» **Document segment**:
--

Colonization is Everywhere

By Rupande Mehta

Our lives are rooted in colonization. We are so out of touch with ourselves and our roots that we have come to assume that the colonized world order is the norm. Most of those who have discerned the failings of the system bear the risk of potentially of losing everything that is dear to us. Despite this, some continue to raise hell unabated.

The shackles of colonization are strong, mighty, and seemingly impossible to break. After all, most of us live in colonized countries or are descendants of setter colonialists. If you continue to work within the systems without interrogating them, you are enabling settler colonialism. Working in the system is inescapable given the need for survival, but interrogating it is not.

I was confronted by much wrangling and heartache when I admitted to myself that I have played a part in enabling settler colonialism: I moved from India to the US, a country established by rich, white men to promulgate their own profits and make more money. I work for a Fortune 500 company that steadfastly upholds the beliefs of the land in which it was created, and I live on land whose true inhabitants, the Lenape, were violently and forcefully evacuated.

Now that I’ve had this realization, the real question is: What will I do about it?

I say all this, so that you the reader can answer this question for yourself: Are you entangled in the massive colonization web or are able to think, govern and speak for your thoughts and actions without fear or favor?

--

» **What needs to be done**: Quote the essay on colonization from "Our lives are" up to and including "interrogating it is not.".

» **Recorded information**:
--

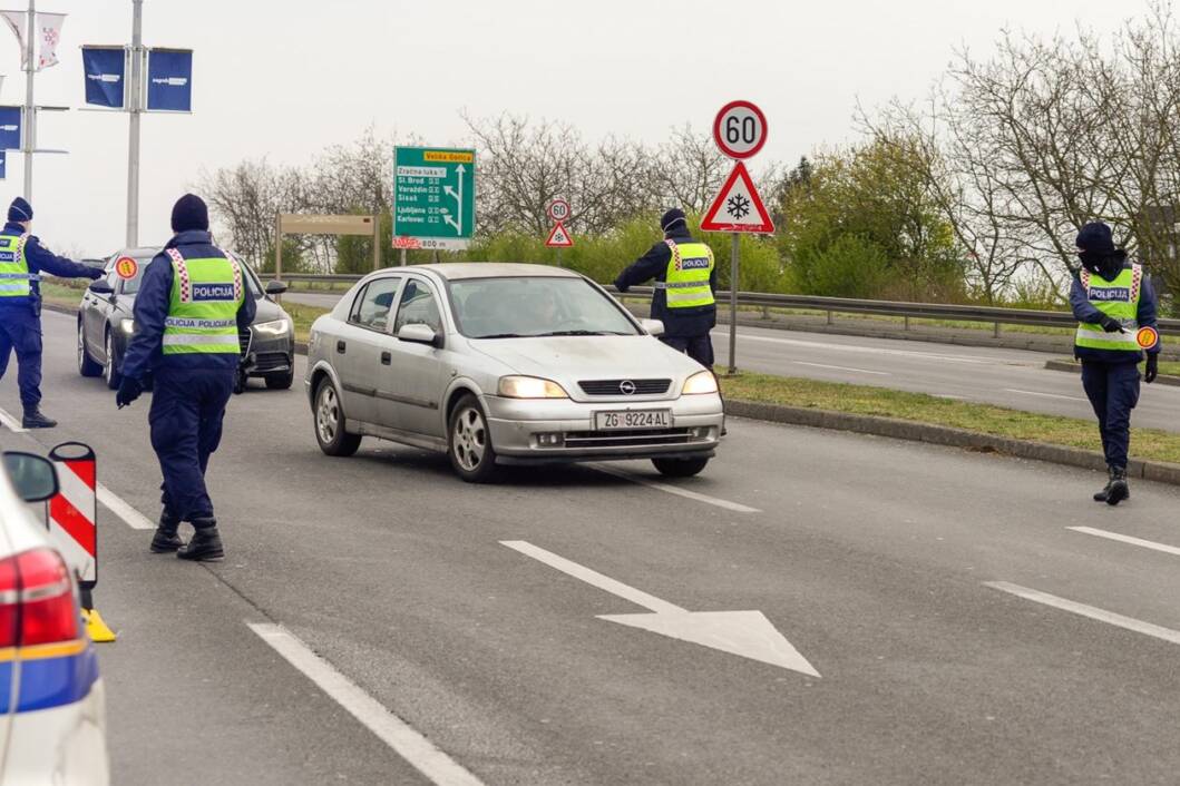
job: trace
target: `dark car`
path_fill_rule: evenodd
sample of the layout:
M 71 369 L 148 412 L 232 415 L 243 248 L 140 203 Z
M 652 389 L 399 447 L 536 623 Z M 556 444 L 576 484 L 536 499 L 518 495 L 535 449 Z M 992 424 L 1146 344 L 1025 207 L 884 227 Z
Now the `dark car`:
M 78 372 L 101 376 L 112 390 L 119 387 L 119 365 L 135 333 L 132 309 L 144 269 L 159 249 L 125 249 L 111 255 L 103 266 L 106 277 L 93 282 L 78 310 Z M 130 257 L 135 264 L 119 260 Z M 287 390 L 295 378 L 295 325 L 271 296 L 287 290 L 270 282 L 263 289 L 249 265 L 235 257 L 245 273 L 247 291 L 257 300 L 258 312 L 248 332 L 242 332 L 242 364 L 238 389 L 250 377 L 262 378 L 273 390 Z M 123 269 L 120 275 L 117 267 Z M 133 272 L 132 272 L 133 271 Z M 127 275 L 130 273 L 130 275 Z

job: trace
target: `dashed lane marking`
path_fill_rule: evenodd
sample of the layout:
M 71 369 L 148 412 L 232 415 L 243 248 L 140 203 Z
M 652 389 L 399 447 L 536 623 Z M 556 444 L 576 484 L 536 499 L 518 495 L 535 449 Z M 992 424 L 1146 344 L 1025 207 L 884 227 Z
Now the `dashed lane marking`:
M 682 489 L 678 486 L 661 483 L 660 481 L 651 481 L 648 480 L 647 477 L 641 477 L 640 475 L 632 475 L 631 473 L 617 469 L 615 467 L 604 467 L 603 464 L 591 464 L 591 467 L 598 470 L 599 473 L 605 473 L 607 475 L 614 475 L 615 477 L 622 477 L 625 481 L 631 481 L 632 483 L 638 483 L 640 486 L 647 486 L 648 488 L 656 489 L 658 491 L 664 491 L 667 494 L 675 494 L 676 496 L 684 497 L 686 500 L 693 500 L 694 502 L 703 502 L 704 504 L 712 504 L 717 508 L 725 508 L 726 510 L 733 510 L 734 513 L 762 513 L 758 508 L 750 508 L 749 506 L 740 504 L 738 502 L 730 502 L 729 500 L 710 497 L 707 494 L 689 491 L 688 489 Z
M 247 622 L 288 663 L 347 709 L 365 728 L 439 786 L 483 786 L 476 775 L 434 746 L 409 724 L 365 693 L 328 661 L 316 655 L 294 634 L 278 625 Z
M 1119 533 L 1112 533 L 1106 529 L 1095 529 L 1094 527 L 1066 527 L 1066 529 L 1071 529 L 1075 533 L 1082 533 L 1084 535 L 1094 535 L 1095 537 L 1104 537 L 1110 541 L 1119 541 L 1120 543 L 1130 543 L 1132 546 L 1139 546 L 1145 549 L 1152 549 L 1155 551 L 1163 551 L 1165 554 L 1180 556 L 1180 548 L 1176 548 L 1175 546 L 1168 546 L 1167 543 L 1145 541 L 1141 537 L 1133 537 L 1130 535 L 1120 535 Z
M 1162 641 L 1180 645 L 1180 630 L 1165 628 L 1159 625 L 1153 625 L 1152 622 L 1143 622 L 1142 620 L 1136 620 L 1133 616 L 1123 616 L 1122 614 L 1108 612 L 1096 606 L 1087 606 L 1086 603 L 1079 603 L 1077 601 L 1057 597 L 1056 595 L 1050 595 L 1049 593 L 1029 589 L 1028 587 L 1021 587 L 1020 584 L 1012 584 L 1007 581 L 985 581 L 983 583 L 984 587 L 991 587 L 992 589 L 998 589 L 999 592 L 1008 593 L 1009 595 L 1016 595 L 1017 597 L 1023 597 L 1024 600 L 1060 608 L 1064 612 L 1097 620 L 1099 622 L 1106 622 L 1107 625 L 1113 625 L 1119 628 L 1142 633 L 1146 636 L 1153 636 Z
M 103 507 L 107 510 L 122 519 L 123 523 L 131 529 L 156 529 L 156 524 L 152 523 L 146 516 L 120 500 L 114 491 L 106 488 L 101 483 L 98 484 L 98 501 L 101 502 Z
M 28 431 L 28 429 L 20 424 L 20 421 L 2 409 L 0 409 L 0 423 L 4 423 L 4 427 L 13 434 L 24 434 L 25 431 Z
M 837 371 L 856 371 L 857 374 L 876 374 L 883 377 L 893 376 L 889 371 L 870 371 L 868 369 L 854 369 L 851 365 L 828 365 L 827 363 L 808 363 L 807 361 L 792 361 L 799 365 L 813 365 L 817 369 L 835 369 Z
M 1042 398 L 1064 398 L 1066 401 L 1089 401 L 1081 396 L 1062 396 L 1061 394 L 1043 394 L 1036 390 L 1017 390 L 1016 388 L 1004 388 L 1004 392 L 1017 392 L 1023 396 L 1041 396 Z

--

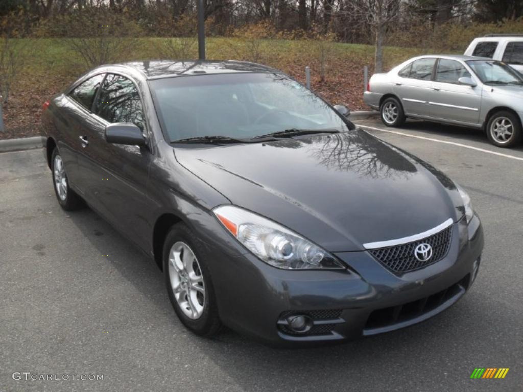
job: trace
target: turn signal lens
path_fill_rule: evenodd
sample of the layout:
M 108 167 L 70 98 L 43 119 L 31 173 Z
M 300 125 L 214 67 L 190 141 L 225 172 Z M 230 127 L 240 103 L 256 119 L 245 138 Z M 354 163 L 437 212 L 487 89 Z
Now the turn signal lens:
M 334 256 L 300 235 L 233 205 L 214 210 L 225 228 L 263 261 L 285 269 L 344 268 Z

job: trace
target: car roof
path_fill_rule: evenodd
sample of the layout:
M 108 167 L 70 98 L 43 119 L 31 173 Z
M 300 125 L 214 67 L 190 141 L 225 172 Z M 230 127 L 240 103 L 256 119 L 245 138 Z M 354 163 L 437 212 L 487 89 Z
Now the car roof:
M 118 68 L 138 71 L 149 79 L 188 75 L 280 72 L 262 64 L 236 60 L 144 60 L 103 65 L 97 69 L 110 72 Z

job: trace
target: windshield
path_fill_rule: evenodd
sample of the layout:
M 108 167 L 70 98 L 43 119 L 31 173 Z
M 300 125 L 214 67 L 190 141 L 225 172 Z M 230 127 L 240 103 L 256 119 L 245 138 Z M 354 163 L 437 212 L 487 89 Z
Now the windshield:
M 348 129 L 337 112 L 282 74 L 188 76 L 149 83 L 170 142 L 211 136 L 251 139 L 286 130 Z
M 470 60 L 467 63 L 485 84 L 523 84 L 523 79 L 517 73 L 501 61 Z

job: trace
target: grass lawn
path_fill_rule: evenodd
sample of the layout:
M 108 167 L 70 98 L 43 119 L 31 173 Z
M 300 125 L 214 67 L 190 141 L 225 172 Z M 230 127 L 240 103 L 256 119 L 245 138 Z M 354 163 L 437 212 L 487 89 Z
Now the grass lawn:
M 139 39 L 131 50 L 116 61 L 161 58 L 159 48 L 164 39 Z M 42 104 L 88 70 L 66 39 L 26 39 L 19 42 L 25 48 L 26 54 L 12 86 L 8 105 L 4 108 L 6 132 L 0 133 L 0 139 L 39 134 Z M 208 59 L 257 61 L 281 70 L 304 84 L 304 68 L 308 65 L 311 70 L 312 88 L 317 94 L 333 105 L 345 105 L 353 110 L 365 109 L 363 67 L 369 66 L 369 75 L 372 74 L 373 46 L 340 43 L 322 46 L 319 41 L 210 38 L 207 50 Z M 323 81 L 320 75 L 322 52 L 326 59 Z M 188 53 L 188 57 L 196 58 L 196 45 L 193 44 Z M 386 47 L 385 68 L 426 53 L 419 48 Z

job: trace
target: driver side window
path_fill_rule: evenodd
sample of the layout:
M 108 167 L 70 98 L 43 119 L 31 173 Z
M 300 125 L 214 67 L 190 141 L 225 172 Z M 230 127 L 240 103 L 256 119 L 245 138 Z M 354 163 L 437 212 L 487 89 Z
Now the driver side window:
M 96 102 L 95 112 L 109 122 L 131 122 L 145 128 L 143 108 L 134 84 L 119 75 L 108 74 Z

--

» **Correct result**:
Our lives are rooted in colonization. We are so out of touch with ourselves and our roots that we have come to assume that the colonized world order is the norm. Most of those who have discerned the failings of the system bear the risk of potentially of losing everything that is dear to us. Despite this, some continue to raise hell unabated.

The shackles of colonization are strong, mighty, and seemingly impossible to break. After all, most of us live in colonized countries or are descendants of setter colonialists. If you continue to work within the systems without interrogating them, you are enabling settler colonialism. Working in the system is inescapable given the need for survival, but interrogating it is not.